- Material shown
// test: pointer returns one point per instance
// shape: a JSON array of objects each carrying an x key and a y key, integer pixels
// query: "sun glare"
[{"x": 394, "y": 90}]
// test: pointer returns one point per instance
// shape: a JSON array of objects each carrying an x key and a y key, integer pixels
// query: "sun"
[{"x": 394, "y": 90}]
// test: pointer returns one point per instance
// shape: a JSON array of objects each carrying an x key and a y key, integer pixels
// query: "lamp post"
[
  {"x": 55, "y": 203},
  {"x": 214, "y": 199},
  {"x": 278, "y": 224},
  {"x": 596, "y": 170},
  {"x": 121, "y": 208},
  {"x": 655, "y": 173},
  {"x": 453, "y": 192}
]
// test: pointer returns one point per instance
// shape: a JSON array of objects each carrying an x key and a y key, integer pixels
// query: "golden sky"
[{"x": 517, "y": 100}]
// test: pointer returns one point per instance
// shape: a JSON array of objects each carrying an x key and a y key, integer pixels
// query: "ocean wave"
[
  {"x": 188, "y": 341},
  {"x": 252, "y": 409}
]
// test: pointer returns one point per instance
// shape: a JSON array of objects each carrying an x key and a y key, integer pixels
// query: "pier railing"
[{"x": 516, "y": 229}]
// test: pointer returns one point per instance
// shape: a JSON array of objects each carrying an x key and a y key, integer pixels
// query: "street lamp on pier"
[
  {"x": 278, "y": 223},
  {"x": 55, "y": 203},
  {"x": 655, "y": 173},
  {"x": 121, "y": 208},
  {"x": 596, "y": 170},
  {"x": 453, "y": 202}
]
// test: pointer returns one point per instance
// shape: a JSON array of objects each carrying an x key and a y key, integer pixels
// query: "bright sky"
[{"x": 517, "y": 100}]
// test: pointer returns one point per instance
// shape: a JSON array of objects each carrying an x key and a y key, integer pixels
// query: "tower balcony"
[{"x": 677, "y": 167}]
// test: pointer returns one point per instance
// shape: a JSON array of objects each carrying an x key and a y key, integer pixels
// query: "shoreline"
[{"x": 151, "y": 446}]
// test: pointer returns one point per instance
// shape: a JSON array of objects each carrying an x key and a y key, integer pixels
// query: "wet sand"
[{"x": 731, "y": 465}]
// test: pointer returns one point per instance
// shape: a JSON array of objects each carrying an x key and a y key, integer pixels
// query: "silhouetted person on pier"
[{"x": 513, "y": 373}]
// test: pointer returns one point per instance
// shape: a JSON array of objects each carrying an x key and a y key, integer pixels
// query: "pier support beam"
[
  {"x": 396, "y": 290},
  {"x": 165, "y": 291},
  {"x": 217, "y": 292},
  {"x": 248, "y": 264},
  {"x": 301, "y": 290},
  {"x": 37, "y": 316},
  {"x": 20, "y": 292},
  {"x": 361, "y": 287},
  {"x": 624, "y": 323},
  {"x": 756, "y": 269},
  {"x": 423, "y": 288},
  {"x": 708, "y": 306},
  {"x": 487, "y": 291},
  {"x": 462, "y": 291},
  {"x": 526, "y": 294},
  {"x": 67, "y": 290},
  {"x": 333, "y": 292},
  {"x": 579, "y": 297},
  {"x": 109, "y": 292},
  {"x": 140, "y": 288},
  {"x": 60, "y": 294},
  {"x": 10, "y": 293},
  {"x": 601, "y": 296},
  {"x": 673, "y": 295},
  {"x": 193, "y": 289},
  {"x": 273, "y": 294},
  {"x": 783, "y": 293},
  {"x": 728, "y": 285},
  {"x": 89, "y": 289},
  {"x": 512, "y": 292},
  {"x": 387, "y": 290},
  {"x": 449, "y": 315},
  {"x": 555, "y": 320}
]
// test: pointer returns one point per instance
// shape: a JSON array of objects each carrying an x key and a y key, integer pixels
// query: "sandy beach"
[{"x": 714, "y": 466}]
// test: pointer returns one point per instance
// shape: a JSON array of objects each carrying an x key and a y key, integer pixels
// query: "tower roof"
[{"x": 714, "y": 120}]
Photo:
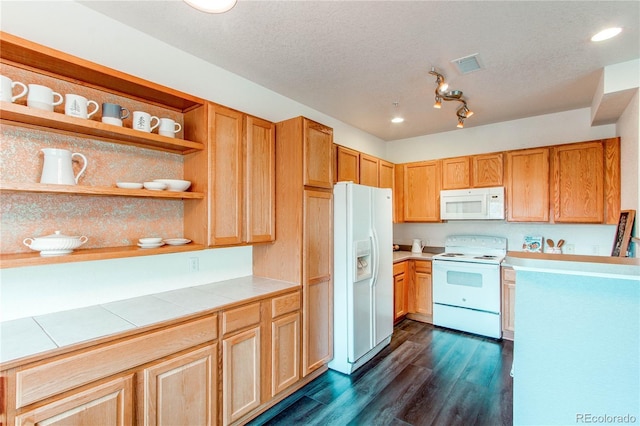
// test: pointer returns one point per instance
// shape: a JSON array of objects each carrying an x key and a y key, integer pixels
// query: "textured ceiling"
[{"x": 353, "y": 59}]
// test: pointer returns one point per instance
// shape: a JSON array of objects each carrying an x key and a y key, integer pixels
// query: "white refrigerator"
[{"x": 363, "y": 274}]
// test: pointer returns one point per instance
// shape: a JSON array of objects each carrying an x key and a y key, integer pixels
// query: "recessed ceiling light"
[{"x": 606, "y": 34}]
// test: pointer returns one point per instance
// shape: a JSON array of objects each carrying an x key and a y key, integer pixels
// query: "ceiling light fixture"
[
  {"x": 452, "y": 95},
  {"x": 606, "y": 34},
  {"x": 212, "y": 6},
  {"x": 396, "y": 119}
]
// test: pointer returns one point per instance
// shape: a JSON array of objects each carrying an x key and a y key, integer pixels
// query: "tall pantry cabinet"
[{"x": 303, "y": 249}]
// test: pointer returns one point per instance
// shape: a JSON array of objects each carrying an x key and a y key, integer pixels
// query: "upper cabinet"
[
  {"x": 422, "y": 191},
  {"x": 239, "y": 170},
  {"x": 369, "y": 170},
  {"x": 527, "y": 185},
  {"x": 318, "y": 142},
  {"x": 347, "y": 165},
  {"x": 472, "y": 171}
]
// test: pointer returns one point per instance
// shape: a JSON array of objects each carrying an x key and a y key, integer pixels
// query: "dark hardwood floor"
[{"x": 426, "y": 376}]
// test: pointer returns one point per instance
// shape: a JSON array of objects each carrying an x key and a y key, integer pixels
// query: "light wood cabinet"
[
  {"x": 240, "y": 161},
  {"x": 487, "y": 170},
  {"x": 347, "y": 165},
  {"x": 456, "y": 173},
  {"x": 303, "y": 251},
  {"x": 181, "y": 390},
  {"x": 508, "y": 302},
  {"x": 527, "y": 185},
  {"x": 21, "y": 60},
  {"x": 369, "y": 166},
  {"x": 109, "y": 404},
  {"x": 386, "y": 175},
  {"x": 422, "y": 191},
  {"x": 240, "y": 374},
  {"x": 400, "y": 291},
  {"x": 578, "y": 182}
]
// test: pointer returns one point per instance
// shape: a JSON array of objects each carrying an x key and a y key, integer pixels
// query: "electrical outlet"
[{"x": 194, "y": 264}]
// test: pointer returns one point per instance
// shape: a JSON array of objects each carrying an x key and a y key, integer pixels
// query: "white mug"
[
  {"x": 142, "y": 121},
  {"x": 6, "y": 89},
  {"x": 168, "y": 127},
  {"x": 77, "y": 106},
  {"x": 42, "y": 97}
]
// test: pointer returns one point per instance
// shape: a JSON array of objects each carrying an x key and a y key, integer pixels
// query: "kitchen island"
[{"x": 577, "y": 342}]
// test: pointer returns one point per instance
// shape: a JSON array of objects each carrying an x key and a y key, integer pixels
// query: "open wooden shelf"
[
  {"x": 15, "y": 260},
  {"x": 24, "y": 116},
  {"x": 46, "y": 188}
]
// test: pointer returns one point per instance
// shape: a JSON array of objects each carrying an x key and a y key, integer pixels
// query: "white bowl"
...
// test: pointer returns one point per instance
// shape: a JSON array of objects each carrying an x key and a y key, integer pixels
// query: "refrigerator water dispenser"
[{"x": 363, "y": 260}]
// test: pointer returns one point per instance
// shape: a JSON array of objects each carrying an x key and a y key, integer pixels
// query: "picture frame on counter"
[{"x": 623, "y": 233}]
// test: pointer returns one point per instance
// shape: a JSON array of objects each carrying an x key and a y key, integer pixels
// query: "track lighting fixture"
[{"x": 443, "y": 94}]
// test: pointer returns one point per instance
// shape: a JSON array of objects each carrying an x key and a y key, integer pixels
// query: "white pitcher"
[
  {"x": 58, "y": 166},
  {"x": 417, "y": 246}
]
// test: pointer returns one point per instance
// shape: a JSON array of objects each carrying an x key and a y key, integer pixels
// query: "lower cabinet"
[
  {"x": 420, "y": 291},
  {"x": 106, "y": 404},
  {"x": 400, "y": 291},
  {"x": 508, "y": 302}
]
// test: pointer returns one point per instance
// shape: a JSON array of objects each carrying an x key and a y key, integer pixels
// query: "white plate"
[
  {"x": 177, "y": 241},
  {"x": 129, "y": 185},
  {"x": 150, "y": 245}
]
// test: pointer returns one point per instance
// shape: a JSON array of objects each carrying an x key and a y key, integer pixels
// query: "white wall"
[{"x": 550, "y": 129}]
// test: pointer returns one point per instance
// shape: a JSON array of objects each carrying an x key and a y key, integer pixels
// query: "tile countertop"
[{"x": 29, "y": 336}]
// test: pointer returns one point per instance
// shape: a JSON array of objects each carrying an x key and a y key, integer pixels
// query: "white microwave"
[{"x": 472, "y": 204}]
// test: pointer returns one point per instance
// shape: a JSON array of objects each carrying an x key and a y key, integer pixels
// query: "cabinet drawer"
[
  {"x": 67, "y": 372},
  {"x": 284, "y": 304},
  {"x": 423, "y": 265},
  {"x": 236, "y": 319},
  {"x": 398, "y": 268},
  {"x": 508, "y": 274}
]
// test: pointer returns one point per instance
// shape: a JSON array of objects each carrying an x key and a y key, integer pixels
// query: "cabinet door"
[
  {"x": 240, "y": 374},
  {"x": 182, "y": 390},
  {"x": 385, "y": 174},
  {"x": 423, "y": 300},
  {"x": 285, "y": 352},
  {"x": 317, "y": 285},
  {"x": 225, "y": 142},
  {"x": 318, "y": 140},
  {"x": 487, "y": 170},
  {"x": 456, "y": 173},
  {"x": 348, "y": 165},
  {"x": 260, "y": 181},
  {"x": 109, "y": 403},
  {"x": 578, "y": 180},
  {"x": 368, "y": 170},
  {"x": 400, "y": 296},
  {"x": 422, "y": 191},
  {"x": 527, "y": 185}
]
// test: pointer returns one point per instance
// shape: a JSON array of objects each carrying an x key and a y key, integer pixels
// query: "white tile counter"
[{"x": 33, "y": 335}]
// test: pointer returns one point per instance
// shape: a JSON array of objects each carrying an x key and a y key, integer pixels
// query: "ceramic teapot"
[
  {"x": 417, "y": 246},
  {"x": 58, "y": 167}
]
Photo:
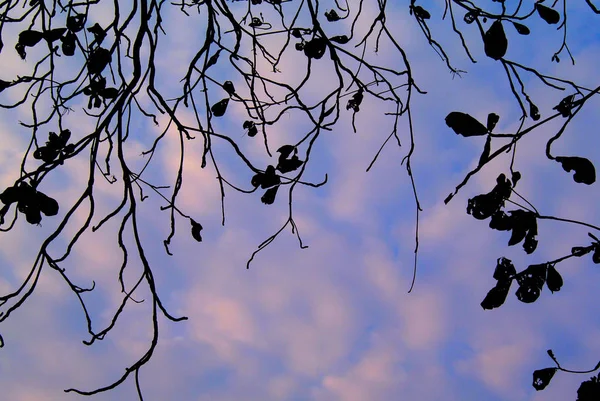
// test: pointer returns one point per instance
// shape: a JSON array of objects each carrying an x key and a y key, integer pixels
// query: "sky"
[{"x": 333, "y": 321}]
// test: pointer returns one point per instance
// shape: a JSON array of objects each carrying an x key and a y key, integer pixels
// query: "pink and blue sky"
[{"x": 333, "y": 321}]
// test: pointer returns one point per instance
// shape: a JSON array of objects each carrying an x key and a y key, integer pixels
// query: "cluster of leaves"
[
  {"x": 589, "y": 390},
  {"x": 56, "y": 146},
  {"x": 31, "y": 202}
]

- Written problem
Report only the number of lines above that contain the word "refrigerator", matching case exactly.

- Written solution
2